**Document:**

╭──

Set: Hash Tables

Hash Table

For hash table, we take some hash function \(hash: \mathcal U \rightarrow\{0, 1, ..., m - 1\}\) where \(\mathcal U\) is the universe that keys are chosen from, and \(m\) is the number of bins pre-defined for hash table.

Then, we use the hash function to determine which spot should we insert the (key, value) into. Thus, when we want to, we can directly find the spot by running the hash function again.

However, in most cases \(|\mathcal U| >> m\) so that there must exist \(x_1 \neq x_2\neq \cdots x_k. hash(x_1) = \cdots hash(x_k)\). In this case, we call it a collision. The main goal for hash table is to resolve collision problem, and to choose "good" hash function.

Hash Functions

Some good hash function examples for natural number keys \(k\) (note that any key is essentially bits, which can be seen as unsigned intergers) are

division method: \(hash(k) = k\mod p\) where \(p \geq m\) is a prime number.
- We'd like to make such the remainder by a prime number, so that it's more likely to depent on all bits of the input key instead of a fixed range of bits. For example, if we use \(k\mod 2^i\), then it will only depend on the last \(i\) bits of \(k\).
- Since it only takes one division operation, it is quite fast.
multiplication method: \(hash(k) = \lfloor m (k A - \lfloor kA\rfloor)\rfloor\) where \(0 < A < 1\).
- This method fits well with binary based operations and when \(m\) is set to be a power of 2.
- Often \(A\approx (\sqrt 5 - 1)/2 = 0.6180339887\) is likely to work reasonably well.

Closed Addressing (Chaining)

To resolve a collision, the simplest way is to implement each bin as a linked list (or other list implementations, but runtime analysis will be harder), which is called chaining, or closed addressing.

Specifically,

Object: fix-sized array of bins
Operation:
- search(H, x): return whether \(x\) it's in H[hash(x)]
- insert(H, x): insert \(x\) into H[hash(x)]
- delete(H, x): delete \(x\) from H[hash(x)]

Assuming simple uniform hashing, i.e. the expected value of each bin size \(a := E(b_i) = n/m\), where \(n\) is the size of elements. Further assume that the hash function takes \(O(1)\) time.

╰──

(Spatial annotation rows)

╭──

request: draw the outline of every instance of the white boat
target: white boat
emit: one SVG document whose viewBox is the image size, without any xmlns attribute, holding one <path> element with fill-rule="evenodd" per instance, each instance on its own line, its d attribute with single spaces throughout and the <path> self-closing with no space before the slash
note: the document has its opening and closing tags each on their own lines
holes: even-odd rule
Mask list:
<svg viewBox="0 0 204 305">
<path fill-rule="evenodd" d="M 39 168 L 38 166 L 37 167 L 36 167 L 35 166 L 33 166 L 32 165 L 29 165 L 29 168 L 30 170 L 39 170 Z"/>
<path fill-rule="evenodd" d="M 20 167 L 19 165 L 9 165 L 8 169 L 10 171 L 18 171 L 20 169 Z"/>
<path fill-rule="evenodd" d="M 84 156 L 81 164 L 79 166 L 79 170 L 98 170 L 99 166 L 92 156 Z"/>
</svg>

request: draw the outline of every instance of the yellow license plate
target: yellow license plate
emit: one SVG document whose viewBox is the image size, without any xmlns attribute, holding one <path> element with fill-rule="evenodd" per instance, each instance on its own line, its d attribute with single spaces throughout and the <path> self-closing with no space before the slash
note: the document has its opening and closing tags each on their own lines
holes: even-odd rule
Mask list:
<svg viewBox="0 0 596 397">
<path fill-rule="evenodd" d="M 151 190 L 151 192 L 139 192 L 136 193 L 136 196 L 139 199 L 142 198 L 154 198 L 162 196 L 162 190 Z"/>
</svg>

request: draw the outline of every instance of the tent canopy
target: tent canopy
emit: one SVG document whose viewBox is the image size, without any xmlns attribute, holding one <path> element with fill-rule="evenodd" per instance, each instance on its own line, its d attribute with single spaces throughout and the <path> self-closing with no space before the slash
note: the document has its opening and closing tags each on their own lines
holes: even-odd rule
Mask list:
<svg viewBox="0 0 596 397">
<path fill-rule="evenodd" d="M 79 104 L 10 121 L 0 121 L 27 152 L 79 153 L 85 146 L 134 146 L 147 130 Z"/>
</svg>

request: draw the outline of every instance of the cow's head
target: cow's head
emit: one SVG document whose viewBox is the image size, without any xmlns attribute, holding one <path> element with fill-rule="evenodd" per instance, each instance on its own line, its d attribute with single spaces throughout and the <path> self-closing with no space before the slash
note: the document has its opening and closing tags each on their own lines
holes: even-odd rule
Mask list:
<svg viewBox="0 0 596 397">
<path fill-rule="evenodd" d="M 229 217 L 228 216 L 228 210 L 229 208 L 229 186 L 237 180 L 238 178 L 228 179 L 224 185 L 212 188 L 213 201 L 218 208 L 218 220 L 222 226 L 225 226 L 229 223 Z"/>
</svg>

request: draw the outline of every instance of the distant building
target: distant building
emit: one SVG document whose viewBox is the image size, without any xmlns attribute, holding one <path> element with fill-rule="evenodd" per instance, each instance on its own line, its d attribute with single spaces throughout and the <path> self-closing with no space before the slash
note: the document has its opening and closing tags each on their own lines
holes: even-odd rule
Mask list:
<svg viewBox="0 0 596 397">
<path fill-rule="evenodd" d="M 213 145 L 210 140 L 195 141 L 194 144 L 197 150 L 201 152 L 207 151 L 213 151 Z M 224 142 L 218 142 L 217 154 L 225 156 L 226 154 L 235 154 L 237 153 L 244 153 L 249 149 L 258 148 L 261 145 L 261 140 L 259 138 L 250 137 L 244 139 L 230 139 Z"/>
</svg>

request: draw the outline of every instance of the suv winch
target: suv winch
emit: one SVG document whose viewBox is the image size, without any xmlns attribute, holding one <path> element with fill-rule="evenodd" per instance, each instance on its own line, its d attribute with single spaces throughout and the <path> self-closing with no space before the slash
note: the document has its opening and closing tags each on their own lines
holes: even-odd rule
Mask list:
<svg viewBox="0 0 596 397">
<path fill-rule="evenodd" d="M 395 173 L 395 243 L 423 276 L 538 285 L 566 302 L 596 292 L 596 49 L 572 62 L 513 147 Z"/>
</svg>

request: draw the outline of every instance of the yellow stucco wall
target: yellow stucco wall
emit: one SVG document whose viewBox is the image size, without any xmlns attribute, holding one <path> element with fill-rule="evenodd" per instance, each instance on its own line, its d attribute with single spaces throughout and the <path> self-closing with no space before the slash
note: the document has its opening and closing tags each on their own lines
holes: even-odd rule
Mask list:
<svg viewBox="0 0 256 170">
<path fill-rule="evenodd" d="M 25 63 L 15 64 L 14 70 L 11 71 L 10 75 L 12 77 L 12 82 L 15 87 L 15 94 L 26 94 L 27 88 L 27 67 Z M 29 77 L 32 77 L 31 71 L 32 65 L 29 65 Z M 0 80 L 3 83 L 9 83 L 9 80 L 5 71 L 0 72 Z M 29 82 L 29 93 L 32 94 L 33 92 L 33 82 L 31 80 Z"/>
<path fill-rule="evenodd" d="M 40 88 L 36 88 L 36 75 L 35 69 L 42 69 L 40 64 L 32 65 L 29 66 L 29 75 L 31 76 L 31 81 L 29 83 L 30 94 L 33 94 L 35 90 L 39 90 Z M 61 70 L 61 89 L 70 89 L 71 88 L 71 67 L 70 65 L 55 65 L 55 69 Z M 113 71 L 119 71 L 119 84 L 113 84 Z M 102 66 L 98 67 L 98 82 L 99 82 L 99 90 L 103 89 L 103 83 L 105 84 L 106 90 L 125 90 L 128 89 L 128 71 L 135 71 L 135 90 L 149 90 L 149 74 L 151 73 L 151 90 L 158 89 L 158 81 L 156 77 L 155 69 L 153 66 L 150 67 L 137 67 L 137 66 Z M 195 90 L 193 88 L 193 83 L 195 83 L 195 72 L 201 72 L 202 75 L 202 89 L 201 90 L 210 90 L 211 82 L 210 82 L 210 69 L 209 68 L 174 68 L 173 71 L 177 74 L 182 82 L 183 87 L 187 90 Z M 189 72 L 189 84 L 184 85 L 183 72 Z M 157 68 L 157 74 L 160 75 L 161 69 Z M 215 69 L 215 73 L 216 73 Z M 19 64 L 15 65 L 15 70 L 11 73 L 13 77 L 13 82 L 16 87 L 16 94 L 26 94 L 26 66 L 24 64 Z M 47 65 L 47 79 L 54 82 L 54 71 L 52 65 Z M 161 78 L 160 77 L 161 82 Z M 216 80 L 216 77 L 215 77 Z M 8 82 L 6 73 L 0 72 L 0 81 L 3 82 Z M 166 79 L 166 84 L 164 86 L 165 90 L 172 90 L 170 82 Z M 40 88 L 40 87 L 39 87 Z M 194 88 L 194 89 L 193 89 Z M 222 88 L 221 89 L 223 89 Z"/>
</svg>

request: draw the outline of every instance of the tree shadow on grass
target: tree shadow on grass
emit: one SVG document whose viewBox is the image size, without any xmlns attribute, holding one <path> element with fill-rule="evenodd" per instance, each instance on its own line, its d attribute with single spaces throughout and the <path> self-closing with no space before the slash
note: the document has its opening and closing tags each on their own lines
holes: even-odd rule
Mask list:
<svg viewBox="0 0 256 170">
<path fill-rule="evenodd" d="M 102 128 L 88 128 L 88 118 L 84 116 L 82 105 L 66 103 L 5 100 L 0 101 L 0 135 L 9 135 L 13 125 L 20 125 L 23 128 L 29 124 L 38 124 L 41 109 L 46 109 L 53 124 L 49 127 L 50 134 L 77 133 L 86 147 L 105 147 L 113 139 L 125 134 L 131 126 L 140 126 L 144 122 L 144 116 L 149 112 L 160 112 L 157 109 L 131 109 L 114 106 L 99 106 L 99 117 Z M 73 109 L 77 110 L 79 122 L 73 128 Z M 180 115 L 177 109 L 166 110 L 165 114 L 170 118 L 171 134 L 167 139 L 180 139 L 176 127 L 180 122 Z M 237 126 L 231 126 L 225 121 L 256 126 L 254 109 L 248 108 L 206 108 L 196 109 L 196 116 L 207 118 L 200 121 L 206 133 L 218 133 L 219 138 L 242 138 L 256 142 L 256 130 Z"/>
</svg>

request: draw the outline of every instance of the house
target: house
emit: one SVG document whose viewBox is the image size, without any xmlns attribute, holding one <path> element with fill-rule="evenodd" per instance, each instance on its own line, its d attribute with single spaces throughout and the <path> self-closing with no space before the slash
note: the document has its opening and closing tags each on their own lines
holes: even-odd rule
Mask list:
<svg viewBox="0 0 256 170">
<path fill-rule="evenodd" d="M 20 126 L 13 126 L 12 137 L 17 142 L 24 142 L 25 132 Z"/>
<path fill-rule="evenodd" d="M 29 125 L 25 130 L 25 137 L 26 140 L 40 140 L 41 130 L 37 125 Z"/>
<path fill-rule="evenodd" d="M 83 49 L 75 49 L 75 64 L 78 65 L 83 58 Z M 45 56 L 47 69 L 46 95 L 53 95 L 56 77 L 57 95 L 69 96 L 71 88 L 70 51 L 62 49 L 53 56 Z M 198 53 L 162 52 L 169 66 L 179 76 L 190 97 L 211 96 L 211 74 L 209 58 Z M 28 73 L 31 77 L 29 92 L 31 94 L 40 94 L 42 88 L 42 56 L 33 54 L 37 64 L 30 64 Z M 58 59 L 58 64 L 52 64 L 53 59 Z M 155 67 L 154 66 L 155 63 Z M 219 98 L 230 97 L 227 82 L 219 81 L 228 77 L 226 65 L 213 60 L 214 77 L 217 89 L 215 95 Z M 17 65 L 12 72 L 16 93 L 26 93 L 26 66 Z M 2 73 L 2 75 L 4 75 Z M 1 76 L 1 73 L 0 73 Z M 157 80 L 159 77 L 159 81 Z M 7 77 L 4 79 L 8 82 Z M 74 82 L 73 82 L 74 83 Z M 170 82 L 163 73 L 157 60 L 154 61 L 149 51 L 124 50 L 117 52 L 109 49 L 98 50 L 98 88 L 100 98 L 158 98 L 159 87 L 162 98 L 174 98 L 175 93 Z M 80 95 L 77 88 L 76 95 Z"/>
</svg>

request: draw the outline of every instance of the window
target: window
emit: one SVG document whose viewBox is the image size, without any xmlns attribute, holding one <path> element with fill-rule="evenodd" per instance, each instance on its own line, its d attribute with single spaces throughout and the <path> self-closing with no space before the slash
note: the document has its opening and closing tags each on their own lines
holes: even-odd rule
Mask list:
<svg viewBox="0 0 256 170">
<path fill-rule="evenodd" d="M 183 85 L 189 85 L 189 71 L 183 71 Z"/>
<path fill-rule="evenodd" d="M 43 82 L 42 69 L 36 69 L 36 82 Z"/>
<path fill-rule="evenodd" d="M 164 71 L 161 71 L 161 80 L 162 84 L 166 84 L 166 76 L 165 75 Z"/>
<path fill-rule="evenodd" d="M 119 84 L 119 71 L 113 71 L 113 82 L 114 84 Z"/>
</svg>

╰──

**The exercise:**
Extend the hash table notes onward, starting right after their final sentence. The rows are a separate set of material and not part of the hash table notes.

**Task output:**
Runtime analysis

Claim 1.1 insert takes worst case \(O(1)\) time.
proof. insert the new node to the head (only update 2 pointers).

Claim 1.2 Under simple uniform hashing assumption, search takes average-case \(\Theta(1+a)\) time.
proof. For unsuccessful search, the time needed is 1 hash and traverse the linked list in the bin, which takes \(a\) time.

For successful search, there are \(n\) cases for input \(x\), i.e. \(n\) keys in the table, assuming that each element in the table has \(1/n\) probability being searched. Define \(I_{ij}\) be the indicator random variable that the ith key and jth key being inserted to the same bin. By simple uniform hashing, the probability that \(P(I_{ij} = 1) = 1/m\), thus by Bernoulli distribution, \(E(I_{ij}) = 1/m\). Then, to find some node \(i\), we need to compare the searched key with all nodes before \(i\), and by our insert, those are nodes inserted after \(i\); and then \(i\). Therefore, for some node \(i\), the number of elements compared is \(1 + \sum_{j=i+1}^n I_{ij}\). We can write the average case time as

\[\begin{align*} E(T(n)) &= E(\sum_{i=1}^n \frac{1}{n} (1 + \sum_{j=i+1}^n I_{ij}))\\ &= \frac{1}{n} \sum_{i=1}^n (1 + \sum_{j=i+1}^n E(I_{ij}))\\ &= \frac{1}{n} \sum_{i=1}^n (1 + \sum_{j=i+1}^n \frac{1}{m})\\ &= 1 + \frac{1}{nm}(n^2 - \frac{n(n+1)}{2})\\ &= 1 + \frac{a}{2} - \frac{a}{2n}\\ &\in \Theta(1+a) \end{align*}\]

Claim 1.3 Under simple uniform hashing assumption, delete takes average-case \(\Theta(1+a)\) time.
proof. search, and then constant time to update pointers.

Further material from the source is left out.